Start of SUPPLIED DATA

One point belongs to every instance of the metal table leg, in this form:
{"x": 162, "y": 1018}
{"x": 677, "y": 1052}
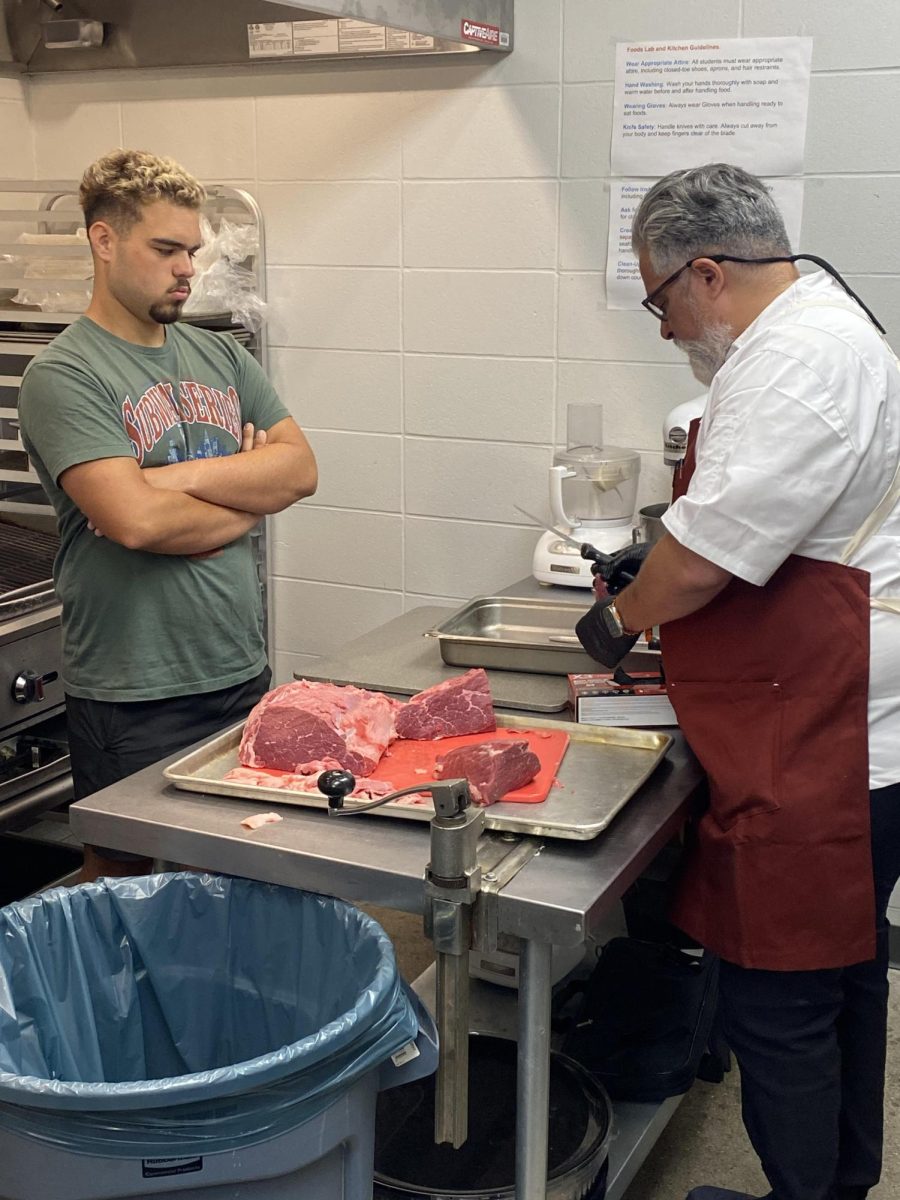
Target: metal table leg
{"x": 533, "y": 1084}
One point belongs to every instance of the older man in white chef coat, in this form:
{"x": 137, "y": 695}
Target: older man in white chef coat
{"x": 775, "y": 588}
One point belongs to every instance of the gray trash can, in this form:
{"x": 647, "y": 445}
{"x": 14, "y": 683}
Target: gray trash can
{"x": 197, "y": 1036}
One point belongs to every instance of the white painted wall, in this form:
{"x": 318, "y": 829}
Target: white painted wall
{"x": 437, "y": 240}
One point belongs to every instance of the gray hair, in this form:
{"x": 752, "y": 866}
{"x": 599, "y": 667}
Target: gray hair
{"x": 706, "y": 210}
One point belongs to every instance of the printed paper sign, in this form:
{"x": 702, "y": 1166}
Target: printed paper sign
{"x": 737, "y": 100}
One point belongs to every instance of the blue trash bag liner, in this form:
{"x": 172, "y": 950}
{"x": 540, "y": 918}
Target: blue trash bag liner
{"x": 189, "y": 1013}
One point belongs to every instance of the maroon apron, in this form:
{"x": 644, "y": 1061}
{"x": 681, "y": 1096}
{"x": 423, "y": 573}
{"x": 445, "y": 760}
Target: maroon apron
{"x": 771, "y": 688}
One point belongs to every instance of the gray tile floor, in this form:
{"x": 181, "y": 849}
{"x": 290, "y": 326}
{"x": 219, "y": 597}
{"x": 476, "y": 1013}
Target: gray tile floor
{"x": 705, "y": 1141}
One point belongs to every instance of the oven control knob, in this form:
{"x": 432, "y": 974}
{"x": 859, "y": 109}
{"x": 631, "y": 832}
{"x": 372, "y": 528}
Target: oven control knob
{"x": 28, "y": 687}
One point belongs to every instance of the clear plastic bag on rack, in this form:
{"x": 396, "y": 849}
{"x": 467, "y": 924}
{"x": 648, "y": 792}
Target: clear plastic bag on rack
{"x": 222, "y": 282}
{"x": 57, "y": 294}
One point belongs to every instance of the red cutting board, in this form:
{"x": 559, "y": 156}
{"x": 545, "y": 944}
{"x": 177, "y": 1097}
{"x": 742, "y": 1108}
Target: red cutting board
{"x": 408, "y": 762}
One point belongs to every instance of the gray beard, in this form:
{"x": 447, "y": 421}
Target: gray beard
{"x": 708, "y": 352}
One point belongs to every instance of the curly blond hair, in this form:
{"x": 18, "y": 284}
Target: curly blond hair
{"x": 115, "y": 186}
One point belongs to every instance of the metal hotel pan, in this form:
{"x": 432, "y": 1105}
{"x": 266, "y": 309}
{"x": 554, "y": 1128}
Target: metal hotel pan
{"x": 521, "y": 634}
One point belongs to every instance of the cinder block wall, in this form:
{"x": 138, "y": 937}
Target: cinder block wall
{"x": 436, "y": 245}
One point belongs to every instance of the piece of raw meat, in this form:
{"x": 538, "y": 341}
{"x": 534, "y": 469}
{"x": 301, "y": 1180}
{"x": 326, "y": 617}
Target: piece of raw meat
{"x": 492, "y": 768}
{"x": 259, "y": 820}
{"x": 304, "y": 723}
{"x": 457, "y": 706}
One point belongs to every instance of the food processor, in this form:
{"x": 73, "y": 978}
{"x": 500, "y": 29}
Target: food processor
{"x": 593, "y": 490}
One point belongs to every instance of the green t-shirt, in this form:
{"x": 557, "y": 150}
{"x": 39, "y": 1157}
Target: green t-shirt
{"x": 139, "y": 625}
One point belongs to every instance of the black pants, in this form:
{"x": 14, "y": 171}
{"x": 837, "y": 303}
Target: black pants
{"x": 109, "y": 741}
{"x": 811, "y": 1051}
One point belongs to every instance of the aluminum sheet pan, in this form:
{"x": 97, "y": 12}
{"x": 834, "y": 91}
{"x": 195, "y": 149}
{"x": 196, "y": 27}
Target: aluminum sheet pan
{"x": 601, "y": 771}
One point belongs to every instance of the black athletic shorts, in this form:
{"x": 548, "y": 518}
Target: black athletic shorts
{"x": 109, "y": 741}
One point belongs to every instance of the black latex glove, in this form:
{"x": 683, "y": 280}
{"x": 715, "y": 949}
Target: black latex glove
{"x": 600, "y": 642}
{"x": 623, "y": 567}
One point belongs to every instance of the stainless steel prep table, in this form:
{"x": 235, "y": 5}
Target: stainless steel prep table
{"x": 558, "y": 898}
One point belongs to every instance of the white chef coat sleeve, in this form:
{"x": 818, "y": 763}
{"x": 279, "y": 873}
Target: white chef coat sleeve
{"x": 774, "y": 456}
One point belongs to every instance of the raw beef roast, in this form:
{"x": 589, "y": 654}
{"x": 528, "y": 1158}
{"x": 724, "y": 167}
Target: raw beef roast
{"x": 492, "y": 768}
{"x": 457, "y": 706}
{"x": 304, "y": 723}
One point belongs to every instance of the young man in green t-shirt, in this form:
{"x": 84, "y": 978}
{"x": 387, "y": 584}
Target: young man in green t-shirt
{"x": 161, "y": 447}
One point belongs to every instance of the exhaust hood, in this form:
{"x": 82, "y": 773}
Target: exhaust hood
{"x": 52, "y": 35}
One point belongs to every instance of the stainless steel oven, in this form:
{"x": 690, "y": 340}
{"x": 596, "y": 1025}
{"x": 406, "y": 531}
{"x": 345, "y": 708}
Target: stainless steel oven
{"x": 35, "y": 779}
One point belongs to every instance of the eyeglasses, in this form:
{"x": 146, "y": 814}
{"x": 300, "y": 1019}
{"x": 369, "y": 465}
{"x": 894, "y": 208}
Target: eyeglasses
{"x": 649, "y": 304}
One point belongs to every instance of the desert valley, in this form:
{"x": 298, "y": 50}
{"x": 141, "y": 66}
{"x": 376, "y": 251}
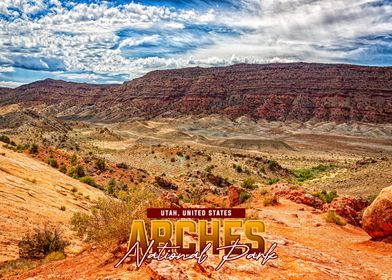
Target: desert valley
{"x": 307, "y": 148}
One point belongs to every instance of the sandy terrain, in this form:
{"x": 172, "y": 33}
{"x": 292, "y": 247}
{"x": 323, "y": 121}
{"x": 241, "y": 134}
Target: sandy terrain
{"x": 31, "y": 194}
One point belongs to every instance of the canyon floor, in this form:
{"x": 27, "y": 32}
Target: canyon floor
{"x": 356, "y": 160}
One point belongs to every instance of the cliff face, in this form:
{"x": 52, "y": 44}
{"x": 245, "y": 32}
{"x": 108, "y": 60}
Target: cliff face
{"x": 299, "y": 91}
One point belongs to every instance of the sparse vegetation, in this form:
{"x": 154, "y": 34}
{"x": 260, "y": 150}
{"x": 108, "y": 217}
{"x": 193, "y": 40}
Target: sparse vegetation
{"x": 34, "y": 149}
{"x": 272, "y": 164}
{"x": 41, "y": 243}
{"x": 249, "y": 184}
{"x": 325, "y": 196}
{"x": 88, "y": 180}
{"x": 109, "y": 220}
{"x": 54, "y": 256}
{"x": 52, "y": 162}
{"x": 74, "y": 160}
{"x": 100, "y": 164}
{"x": 270, "y": 200}
{"x": 332, "y": 217}
{"x": 122, "y": 165}
{"x": 244, "y": 196}
{"x": 5, "y": 139}
{"x": 76, "y": 172}
{"x": 63, "y": 168}
{"x": 237, "y": 168}
{"x": 305, "y": 174}
{"x": 271, "y": 181}
{"x": 209, "y": 168}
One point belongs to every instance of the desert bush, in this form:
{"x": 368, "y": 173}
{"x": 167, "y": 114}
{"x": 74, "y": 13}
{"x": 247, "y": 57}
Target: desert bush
{"x": 54, "y": 256}
{"x": 41, "y": 243}
{"x": 263, "y": 191}
{"x": 304, "y": 174}
{"x": 122, "y": 165}
{"x": 249, "y": 184}
{"x": 76, "y": 172}
{"x": 111, "y": 218}
{"x": 52, "y": 162}
{"x": 100, "y": 164}
{"x": 244, "y": 196}
{"x": 325, "y": 196}
{"x": 238, "y": 168}
{"x": 272, "y": 164}
{"x": 18, "y": 266}
{"x": 74, "y": 160}
{"x": 270, "y": 200}
{"x": 63, "y": 168}
{"x": 5, "y": 139}
{"x": 112, "y": 186}
{"x": 332, "y": 217}
{"x": 34, "y": 149}
{"x": 208, "y": 168}
{"x": 271, "y": 181}
{"x": 88, "y": 180}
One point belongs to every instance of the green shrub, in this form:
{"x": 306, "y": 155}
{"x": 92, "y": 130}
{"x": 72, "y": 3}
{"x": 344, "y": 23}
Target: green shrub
{"x": 100, "y": 164}
{"x": 34, "y": 149}
{"x": 122, "y": 165}
{"x": 325, "y": 196}
{"x": 41, "y": 244}
{"x": 271, "y": 181}
{"x": 76, "y": 172}
{"x": 244, "y": 196}
{"x": 332, "y": 217}
{"x": 249, "y": 184}
{"x": 5, "y": 139}
{"x": 272, "y": 164}
{"x": 112, "y": 186}
{"x": 110, "y": 218}
{"x": 52, "y": 162}
{"x": 304, "y": 174}
{"x": 54, "y": 256}
{"x": 74, "y": 160}
{"x": 88, "y": 180}
{"x": 63, "y": 168}
{"x": 270, "y": 200}
{"x": 208, "y": 168}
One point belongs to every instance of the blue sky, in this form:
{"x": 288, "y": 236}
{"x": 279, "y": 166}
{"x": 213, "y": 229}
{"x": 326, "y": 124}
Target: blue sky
{"x": 113, "y": 41}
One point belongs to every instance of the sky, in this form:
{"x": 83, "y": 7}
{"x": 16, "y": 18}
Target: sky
{"x": 98, "y": 41}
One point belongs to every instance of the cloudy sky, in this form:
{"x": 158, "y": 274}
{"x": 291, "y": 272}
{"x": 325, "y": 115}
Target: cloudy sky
{"x": 113, "y": 41}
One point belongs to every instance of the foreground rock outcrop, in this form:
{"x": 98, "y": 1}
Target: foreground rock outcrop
{"x": 377, "y": 218}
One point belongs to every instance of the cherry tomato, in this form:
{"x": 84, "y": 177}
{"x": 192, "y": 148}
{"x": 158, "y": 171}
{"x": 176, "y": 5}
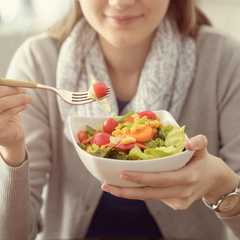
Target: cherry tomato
{"x": 100, "y": 89}
{"x": 82, "y": 136}
{"x": 138, "y": 114}
{"x": 109, "y": 125}
{"x": 129, "y": 146}
{"x": 150, "y": 115}
{"x": 101, "y": 138}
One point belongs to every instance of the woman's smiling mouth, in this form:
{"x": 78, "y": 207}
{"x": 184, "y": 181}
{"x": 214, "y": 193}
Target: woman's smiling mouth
{"x": 123, "y": 20}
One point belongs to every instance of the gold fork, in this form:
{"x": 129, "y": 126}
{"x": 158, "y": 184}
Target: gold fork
{"x": 74, "y": 98}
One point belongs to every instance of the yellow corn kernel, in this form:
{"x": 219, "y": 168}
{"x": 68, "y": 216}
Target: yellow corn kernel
{"x": 126, "y": 141}
{"x": 157, "y": 124}
{"x": 136, "y": 119}
{"x": 114, "y": 133}
{"x": 152, "y": 124}
{"x": 133, "y": 130}
{"x": 147, "y": 123}
{"x": 125, "y": 130}
{"x": 119, "y": 126}
{"x": 133, "y": 139}
{"x": 118, "y": 131}
{"x": 138, "y": 127}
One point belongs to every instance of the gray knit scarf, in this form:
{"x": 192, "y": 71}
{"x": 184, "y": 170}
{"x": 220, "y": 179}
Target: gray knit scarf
{"x": 164, "y": 82}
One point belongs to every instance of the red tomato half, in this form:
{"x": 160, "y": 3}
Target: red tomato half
{"x": 109, "y": 125}
{"x": 100, "y": 89}
{"x": 101, "y": 138}
{"x": 150, "y": 115}
{"x": 129, "y": 146}
{"x": 82, "y": 136}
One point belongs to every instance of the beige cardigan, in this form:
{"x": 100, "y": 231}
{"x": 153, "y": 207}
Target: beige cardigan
{"x": 211, "y": 108}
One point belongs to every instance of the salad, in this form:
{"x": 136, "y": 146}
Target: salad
{"x": 134, "y": 136}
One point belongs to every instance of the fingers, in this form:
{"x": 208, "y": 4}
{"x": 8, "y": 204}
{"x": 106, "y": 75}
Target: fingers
{"x": 198, "y": 144}
{"x": 7, "y": 115}
{"x": 13, "y": 101}
{"x": 6, "y": 91}
{"x": 149, "y": 193}
{"x": 163, "y": 179}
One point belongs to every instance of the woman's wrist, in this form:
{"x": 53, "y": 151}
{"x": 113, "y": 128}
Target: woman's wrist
{"x": 14, "y": 155}
{"x": 226, "y": 182}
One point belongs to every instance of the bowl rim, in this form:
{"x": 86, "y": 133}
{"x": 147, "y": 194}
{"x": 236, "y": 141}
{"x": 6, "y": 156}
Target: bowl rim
{"x": 135, "y": 161}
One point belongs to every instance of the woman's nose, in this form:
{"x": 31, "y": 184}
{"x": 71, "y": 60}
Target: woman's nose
{"x": 121, "y": 4}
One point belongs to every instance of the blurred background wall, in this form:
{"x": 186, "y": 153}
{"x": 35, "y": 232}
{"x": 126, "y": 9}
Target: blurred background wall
{"x": 22, "y": 18}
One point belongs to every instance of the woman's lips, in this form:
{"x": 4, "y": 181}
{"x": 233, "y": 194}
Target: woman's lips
{"x": 123, "y": 20}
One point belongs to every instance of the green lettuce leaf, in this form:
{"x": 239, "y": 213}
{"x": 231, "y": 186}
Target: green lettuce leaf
{"x": 161, "y": 151}
{"x": 137, "y": 154}
{"x": 176, "y": 138}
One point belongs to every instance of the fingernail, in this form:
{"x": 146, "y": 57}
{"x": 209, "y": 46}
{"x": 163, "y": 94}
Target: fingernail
{"x": 106, "y": 189}
{"x": 29, "y": 98}
{"x": 192, "y": 143}
{"x": 125, "y": 177}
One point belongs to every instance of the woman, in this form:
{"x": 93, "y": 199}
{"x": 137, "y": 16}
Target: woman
{"x": 154, "y": 55}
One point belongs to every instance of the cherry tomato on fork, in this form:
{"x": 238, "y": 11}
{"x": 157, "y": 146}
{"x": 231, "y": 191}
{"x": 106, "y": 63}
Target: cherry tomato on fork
{"x": 82, "y": 136}
{"x": 150, "y": 115}
{"x": 101, "y": 138}
{"x": 100, "y": 89}
{"x": 109, "y": 125}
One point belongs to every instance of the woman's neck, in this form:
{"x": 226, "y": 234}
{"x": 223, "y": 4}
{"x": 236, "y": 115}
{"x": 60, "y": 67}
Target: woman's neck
{"x": 124, "y": 66}
{"x": 126, "y": 61}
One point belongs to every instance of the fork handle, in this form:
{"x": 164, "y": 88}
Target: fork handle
{"x": 17, "y": 83}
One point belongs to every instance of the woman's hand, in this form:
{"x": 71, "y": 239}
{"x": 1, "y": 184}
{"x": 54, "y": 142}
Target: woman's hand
{"x": 12, "y": 138}
{"x": 204, "y": 176}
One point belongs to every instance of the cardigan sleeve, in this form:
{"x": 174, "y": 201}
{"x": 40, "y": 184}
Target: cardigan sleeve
{"x": 229, "y": 114}
{"x": 21, "y": 188}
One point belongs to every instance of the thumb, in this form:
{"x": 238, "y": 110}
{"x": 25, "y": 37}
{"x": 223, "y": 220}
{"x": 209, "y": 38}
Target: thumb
{"x": 198, "y": 144}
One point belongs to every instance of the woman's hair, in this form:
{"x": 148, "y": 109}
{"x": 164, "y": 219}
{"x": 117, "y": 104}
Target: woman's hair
{"x": 187, "y": 15}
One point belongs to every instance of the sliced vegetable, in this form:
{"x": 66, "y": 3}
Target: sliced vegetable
{"x": 142, "y": 135}
{"x": 101, "y": 138}
{"x": 109, "y": 125}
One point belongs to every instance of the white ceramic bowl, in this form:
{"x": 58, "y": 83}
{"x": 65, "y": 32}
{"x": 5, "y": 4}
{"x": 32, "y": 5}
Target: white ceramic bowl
{"x": 108, "y": 170}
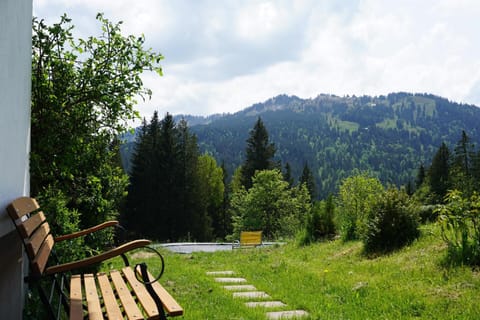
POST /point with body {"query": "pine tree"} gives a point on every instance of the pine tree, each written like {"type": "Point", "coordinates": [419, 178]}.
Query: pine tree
{"type": "Point", "coordinates": [259, 154]}
{"type": "Point", "coordinates": [439, 173]}
{"type": "Point", "coordinates": [309, 181]}
{"type": "Point", "coordinates": [420, 176]}
{"type": "Point", "coordinates": [462, 165]}
{"type": "Point", "coordinates": [287, 175]}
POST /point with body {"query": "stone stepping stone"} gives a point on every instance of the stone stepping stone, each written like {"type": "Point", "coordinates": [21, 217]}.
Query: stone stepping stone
{"type": "Point", "coordinates": [231, 280]}
{"type": "Point", "coordinates": [265, 304]}
{"type": "Point", "coordinates": [251, 295]}
{"type": "Point", "coordinates": [220, 273]}
{"type": "Point", "coordinates": [244, 287]}
{"type": "Point", "coordinates": [293, 314]}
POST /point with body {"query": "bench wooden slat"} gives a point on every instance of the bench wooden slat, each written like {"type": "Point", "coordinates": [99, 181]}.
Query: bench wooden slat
{"type": "Point", "coordinates": [37, 240]}
{"type": "Point", "coordinates": [76, 308]}
{"type": "Point", "coordinates": [171, 306]}
{"type": "Point", "coordinates": [141, 292]}
{"type": "Point", "coordinates": [111, 304]}
{"type": "Point", "coordinates": [27, 227]}
{"type": "Point", "coordinates": [93, 302]}
{"type": "Point", "coordinates": [40, 261]}
{"type": "Point", "coordinates": [22, 206]}
{"type": "Point", "coordinates": [125, 296]}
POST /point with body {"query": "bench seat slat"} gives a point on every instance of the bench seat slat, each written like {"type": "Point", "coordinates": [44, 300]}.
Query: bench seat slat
{"type": "Point", "coordinates": [171, 306]}
{"type": "Point", "coordinates": [27, 227]}
{"type": "Point", "coordinates": [125, 296]}
{"type": "Point", "coordinates": [111, 304]}
{"type": "Point", "coordinates": [38, 264]}
{"type": "Point", "coordinates": [141, 292]}
{"type": "Point", "coordinates": [93, 302]}
{"type": "Point", "coordinates": [76, 307]}
{"type": "Point", "coordinates": [37, 240]}
{"type": "Point", "coordinates": [22, 206]}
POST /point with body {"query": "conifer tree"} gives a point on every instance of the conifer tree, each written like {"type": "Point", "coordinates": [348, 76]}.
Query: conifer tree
{"type": "Point", "coordinates": [309, 181]}
{"type": "Point", "coordinates": [287, 175]}
{"type": "Point", "coordinates": [439, 173]}
{"type": "Point", "coordinates": [420, 176]}
{"type": "Point", "coordinates": [462, 163]}
{"type": "Point", "coordinates": [259, 154]}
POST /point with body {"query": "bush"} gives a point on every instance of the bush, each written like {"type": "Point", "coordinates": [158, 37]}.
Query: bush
{"type": "Point", "coordinates": [391, 224]}
{"type": "Point", "coordinates": [320, 224]}
{"type": "Point", "coordinates": [355, 198]}
{"type": "Point", "coordinates": [460, 224]}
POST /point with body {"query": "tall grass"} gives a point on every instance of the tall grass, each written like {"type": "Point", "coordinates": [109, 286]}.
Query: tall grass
{"type": "Point", "coordinates": [330, 280]}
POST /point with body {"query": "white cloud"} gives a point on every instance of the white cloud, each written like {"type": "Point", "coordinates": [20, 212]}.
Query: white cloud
{"type": "Point", "coordinates": [225, 56]}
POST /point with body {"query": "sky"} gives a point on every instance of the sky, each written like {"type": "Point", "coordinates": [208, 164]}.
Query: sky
{"type": "Point", "coordinates": [222, 56]}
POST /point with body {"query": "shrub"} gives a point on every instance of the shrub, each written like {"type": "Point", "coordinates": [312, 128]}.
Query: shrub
{"type": "Point", "coordinates": [355, 199]}
{"type": "Point", "coordinates": [460, 224]}
{"type": "Point", "coordinates": [391, 223]}
{"type": "Point", "coordinates": [320, 224]}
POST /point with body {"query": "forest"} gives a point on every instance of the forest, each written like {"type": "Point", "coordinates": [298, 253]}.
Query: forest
{"type": "Point", "coordinates": [369, 168]}
{"type": "Point", "coordinates": [389, 136]}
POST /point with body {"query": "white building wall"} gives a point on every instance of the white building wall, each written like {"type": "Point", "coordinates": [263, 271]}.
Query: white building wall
{"type": "Point", "coordinates": [15, 82]}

End of SUPPLIED DATA

• ACTIVITY:
Pictures stay out. Print the data exactly, from its first line through the line containing "One point belongs to every instance of the gray hair, in".

• ANSWER TO THIS TASK:
One point belongs to every instance of the metal table leg, in this form:
{"x": 162, "y": 1018}
{"x": 677, "y": 1052}
Target: metal table leg
{"x": 533, "y": 1084}
One point belongs to every instance of the older man in white chef coat, in this form:
{"x": 137, "y": 695}
Target: older man in white chef coat
{"x": 775, "y": 588}
One point belongs to every instance of the gray trash can, in this form:
{"x": 647, "y": 445}
{"x": 14, "y": 683}
Target: gray trash can
{"x": 197, "y": 1036}
One point belongs to every instance of the white painted wall, in this form:
{"x": 318, "y": 829}
Target: white painted wall
{"x": 437, "y": 240}
One point belongs to every instance of the gray hair, in this form:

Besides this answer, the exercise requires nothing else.